# Directive:
Copy the records below word for word, keeping every line as it stands.

# Record excerpts:
+ + + + + + +

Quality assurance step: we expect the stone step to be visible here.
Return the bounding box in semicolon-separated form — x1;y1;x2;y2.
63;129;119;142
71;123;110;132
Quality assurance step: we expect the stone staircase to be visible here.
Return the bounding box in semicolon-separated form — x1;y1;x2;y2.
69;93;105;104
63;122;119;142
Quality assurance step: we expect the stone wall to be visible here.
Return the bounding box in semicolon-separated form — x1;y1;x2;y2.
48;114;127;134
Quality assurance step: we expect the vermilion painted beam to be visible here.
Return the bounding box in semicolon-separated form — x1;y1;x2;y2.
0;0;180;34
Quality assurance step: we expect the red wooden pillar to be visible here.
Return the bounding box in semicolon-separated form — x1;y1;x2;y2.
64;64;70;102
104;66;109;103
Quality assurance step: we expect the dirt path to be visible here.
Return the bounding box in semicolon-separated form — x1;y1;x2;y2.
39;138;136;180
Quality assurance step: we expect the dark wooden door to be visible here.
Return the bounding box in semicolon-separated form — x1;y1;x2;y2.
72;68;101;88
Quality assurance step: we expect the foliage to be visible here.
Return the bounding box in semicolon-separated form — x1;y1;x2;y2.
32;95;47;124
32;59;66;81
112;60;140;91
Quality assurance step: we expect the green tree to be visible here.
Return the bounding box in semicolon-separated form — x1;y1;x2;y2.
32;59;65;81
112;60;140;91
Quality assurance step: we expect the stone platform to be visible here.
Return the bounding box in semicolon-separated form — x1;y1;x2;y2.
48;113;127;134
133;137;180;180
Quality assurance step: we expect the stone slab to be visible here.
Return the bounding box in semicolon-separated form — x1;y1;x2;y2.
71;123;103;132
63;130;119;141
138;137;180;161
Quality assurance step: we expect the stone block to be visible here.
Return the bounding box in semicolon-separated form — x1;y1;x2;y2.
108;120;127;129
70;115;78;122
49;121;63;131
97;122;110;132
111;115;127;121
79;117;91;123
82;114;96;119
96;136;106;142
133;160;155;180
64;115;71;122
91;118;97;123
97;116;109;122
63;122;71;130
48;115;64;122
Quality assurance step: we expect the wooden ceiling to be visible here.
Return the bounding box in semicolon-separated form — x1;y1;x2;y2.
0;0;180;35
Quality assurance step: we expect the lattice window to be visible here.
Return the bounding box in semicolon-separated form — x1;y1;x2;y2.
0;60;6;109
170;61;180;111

+ + + + + + +

# Task response:
Quality assurance step: we expect the stone step to be visible here.
Return the bounding box in semicolon-separated form — x1;y1;x2;y2.
63;129;119;142
71;123;110;132
Quality assurance step: we expect the stone staircase to be visible here.
Return the bounding box in semicolon-separated form — x1;y1;x2;y2.
69;93;105;104
63;122;119;142
Quality assurance step: we expect the stone wall to be visible here.
Return the bounding box in semicolon-separated form — x1;y1;x2;y2.
48;114;127;134
Quality assurance step: we expect the vermilion painted beam to be visible here.
Return the bounding box in semicolon-separated form — x1;y1;x2;y2.
0;0;180;34
Quality assurance step: we expect the red wooden pillar to be visible here.
Return the bounding box in semicolon-separated form — x1;y1;x2;y2.
64;64;70;102
104;66;109;103
Quality assurance step: we expect the dirt path to be visible here.
Return the bounding box in semicolon-separated form — x1;y1;x2;y2.
39;138;136;180
Quality assurance step: we expect the dark wooden door to be visible here.
Return the bounding box in semicolon-separated form — x1;y1;x2;y2.
72;68;101;88
Quality assurance step: we expect the foliage to be visible here.
Return the bounding box in semicolon-separated form — x1;y1;x2;y2.
32;95;47;124
32;59;66;81
112;60;140;91
Quality assurance step: we expect the green tree to be visible here.
Return the bounding box in semicolon-separated form — x1;y1;x2;y2.
32;59;65;81
112;60;140;91
Quality assurance step: we expect the stone platform to be visible here.
Return the bounding box in semicolon-separated form — x1;y1;x2;y2.
48;113;127;134
133;137;180;180
Quality assurance step: we expect the stone slab to be visible here.
Return the bounding box in semicolon-separated form — x1;y1;x2;y2.
71;123;103;132
63;130;119;141
138;137;180;161
Quality assurance step: we expect the stone block to be visible here.
Return the bounding box in semicolon-separated form — x1;y1;x2;y2.
108;120;127;129
70;115;78;122
49;121;63;131
97;122;110;132
111;115;127;121
79;117;91;123
82;114;96;119
96;136;106;142
133;160;155;180
64;115;71;122
91;118;97;123
97;116;109;122
63;122;71;130
48;115;64;122
Quality assurance step: we expect the wooden ceiling to be visible here.
Return the bounding box in semicolon-separated form — x1;y1;x2;y2.
0;0;180;35
Quality assurance step: we expect the lattice window to be visible here.
Return the bounding box in semicolon-separated form — x1;y1;x2;y2.
0;60;6;109
170;61;180;111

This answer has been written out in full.